● **Record list**:
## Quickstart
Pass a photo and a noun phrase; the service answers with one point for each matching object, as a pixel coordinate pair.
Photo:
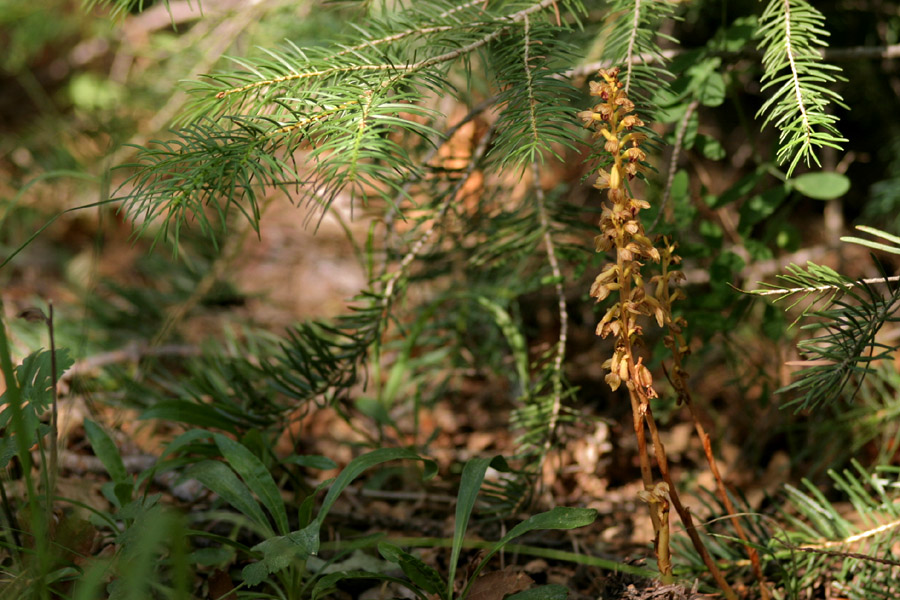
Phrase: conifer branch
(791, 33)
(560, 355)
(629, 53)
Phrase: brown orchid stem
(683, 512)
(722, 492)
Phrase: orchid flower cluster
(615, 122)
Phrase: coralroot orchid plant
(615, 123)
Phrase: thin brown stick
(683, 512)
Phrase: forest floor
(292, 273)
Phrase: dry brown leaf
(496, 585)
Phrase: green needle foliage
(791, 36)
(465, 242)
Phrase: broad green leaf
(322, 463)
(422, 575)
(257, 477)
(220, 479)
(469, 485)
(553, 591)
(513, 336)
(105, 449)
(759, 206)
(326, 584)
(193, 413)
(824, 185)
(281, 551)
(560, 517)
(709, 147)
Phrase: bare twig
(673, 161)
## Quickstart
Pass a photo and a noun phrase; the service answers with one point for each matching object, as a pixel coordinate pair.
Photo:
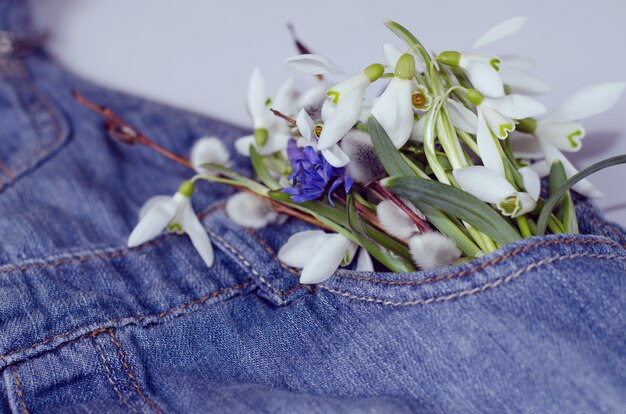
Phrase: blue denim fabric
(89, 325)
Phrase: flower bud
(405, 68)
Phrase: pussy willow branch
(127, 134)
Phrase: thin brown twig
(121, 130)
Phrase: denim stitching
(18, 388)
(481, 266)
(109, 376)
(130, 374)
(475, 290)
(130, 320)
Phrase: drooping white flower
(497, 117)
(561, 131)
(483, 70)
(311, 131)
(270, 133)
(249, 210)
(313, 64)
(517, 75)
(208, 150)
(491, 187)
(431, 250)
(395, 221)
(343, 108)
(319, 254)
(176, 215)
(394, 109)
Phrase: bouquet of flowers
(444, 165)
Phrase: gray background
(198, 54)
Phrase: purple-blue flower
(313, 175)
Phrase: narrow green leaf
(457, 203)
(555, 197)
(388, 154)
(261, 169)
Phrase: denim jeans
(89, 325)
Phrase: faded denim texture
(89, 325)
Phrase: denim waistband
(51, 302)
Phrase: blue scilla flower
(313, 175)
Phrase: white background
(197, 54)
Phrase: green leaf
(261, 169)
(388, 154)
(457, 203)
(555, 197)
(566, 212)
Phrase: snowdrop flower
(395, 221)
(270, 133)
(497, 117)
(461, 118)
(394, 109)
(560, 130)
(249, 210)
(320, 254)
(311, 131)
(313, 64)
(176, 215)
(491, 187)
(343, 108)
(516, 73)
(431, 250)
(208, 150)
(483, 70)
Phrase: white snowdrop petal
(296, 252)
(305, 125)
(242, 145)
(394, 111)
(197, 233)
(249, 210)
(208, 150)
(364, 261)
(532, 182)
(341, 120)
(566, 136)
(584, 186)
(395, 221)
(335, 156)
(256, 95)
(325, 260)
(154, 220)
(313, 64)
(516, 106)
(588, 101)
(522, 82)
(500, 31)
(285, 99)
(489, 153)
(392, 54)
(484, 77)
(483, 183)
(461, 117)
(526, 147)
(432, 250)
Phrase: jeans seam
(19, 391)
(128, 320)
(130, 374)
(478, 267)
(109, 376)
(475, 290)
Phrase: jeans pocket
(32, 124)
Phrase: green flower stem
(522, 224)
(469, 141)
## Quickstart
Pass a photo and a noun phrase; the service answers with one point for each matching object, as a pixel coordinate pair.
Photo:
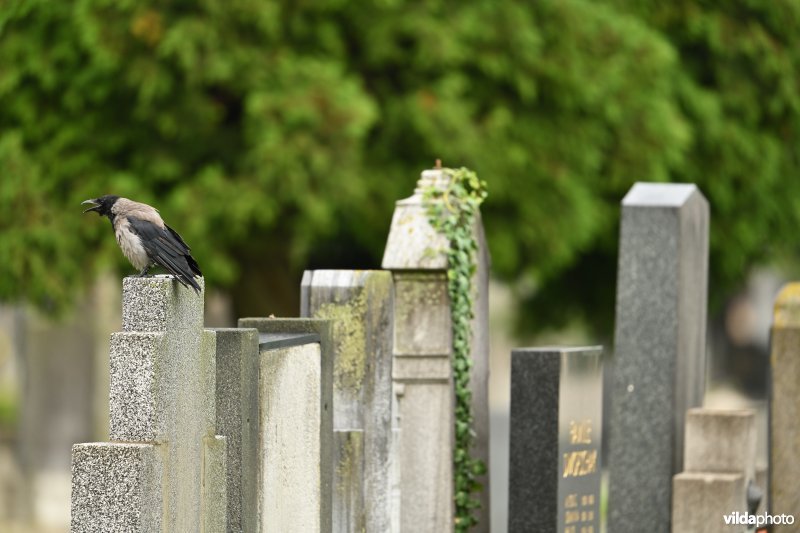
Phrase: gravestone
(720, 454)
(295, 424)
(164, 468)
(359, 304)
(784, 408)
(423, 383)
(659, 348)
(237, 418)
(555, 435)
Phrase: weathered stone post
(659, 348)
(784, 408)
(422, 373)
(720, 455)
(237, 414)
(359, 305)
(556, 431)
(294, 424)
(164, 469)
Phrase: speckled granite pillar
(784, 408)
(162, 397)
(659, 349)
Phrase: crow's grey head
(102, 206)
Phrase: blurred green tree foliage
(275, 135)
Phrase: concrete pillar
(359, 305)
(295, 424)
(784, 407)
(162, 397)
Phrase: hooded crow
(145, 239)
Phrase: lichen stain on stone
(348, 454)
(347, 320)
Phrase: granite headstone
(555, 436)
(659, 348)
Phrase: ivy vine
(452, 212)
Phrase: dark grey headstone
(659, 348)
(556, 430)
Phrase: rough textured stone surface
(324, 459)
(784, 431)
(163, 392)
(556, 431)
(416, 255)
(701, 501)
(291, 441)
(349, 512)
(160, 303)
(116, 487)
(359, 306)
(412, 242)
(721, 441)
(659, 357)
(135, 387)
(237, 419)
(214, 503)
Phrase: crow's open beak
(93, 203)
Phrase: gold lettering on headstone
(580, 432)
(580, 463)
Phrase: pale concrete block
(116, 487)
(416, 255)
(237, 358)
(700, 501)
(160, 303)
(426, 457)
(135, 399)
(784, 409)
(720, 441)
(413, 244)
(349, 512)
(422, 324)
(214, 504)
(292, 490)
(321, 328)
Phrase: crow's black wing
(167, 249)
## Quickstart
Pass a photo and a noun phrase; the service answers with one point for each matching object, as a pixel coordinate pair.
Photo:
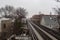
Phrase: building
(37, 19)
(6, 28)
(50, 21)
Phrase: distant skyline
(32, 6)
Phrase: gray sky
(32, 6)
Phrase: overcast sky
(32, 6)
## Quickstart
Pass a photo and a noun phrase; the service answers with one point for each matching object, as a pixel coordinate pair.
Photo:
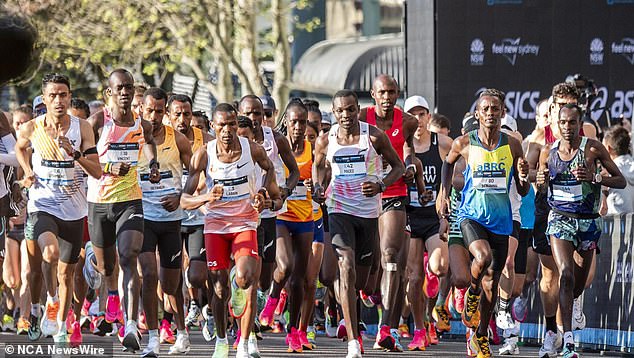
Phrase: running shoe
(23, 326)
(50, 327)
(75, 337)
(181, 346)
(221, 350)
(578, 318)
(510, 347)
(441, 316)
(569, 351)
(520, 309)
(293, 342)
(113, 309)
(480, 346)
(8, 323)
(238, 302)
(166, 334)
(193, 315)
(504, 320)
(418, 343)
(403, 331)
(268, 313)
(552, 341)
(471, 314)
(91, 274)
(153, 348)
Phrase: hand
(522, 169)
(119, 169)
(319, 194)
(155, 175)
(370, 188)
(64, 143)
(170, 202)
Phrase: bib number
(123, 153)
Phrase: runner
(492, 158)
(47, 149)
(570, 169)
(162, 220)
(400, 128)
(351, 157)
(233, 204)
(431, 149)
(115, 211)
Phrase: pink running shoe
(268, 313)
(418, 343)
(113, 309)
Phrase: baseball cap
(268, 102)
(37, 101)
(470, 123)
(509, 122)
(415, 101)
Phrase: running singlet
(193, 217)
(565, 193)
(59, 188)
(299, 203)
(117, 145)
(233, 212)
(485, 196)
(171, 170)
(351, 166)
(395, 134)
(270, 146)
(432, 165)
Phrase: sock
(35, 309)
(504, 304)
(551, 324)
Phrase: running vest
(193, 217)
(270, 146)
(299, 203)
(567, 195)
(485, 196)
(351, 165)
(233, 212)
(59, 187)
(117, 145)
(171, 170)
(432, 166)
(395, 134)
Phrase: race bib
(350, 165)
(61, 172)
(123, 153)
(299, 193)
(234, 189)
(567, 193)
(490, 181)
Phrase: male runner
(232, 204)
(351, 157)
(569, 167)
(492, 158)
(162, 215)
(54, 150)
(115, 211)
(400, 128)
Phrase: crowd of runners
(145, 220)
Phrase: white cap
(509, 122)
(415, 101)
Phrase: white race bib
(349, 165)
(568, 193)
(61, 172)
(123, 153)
---
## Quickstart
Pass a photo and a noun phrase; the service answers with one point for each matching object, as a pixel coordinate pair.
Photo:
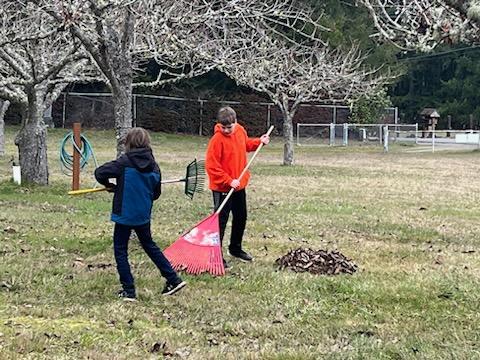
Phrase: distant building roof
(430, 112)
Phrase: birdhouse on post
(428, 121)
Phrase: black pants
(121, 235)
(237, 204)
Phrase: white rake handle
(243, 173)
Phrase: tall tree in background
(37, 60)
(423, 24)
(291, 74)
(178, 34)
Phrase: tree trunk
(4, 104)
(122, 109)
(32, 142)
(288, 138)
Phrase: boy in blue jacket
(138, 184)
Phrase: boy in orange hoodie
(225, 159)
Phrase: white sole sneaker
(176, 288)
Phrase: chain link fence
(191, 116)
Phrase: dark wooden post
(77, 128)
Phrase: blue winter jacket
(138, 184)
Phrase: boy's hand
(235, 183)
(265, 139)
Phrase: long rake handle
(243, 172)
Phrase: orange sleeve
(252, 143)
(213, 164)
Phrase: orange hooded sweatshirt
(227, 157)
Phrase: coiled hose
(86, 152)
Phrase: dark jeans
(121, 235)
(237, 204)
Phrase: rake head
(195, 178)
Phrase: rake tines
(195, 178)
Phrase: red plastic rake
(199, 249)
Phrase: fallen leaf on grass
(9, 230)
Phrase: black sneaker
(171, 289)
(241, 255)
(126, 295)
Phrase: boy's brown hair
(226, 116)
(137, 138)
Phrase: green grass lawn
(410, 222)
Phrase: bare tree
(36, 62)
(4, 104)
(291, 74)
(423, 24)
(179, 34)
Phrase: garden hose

● **Work instructions**: Update the listing from the line that has "Phrase: fallen leaf on grass" through the line that has "Phrase: garden hose" by changing "sneaker" to "shoe", and leave everything else as it is. Give back only those lines.

● **Solution to this task**:
Phrase: fallen leaf on grass
(9, 230)
Phrase: black shoe
(171, 289)
(241, 255)
(126, 295)
Phrase: boy's brown hair
(226, 116)
(137, 138)
Phrase: green grass lawn
(410, 222)
Phrase: bare tree
(36, 62)
(4, 104)
(291, 74)
(423, 24)
(179, 34)
Phrase: garden hose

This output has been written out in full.